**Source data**

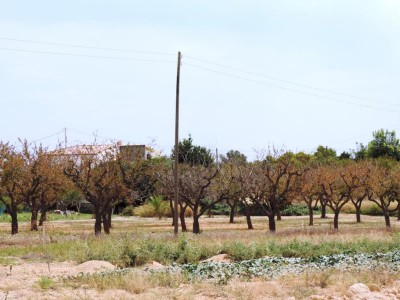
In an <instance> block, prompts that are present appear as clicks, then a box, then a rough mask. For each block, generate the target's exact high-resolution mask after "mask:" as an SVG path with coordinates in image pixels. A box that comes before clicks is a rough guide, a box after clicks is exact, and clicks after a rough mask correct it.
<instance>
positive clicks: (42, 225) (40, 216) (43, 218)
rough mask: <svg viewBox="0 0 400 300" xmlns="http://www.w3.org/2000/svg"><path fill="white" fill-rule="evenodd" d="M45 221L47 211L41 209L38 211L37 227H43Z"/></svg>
mask: <svg viewBox="0 0 400 300" xmlns="http://www.w3.org/2000/svg"><path fill="white" fill-rule="evenodd" d="M45 221H47V209H46V208H42V209H41V210H40V220H39V226H43V223H44V222H45Z"/></svg>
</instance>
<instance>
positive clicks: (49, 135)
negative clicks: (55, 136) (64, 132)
mask: <svg viewBox="0 0 400 300" xmlns="http://www.w3.org/2000/svg"><path fill="white" fill-rule="evenodd" d="M60 133H63V131H59V132H57V133H54V134H52V135H48V136H45V137H42V138H40V139H36V140H34V141H31V143H36V142H40V141H43V140H45V139H48V138H51V137H53V136H56V135H59V134H60Z"/></svg>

**DESCRIPTION OF THE TASK**
Reproduce every line of the material above without any change, leaving the pictures out.

**TASK OUTPUT**
In an <instance> block, prompts that are present appear as clicks, then a box, then a rough mask. For each block, generate the target's exact high-resolution mask after "mask:" as an SVG path with coordinates in image pixels. A box that comes before clicks is a rough guide, a box after clicks is exact, and clicks after a rough mask correct it.
<instance>
positive clicks: (42, 225) (40, 216) (43, 218)
rough mask: <svg viewBox="0 0 400 300" xmlns="http://www.w3.org/2000/svg"><path fill="white" fill-rule="evenodd" d="M45 221L47 211L41 209L38 211L37 227H43Z"/></svg>
mask: <svg viewBox="0 0 400 300" xmlns="http://www.w3.org/2000/svg"><path fill="white" fill-rule="evenodd" d="M45 221H47V209H46V208H42V209H41V210H40V220H39V226H43V223H44V222H45Z"/></svg>
</instance>
<instance>
positive clicks: (49, 135)
negative clicks: (55, 136) (64, 132)
mask: <svg viewBox="0 0 400 300" xmlns="http://www.w3.org/2000/svg"><path fill="white" fill-rule="evenodd" d="M60 133H63V131H59V132H57V133H54V134H52V135H48V136H45V137H42V138H40V139H36V140H34V141H31V143H36V142H40V141H43V140H45V139H48V138H51V137H53V136H56V135H59V134H60Z"/></svg>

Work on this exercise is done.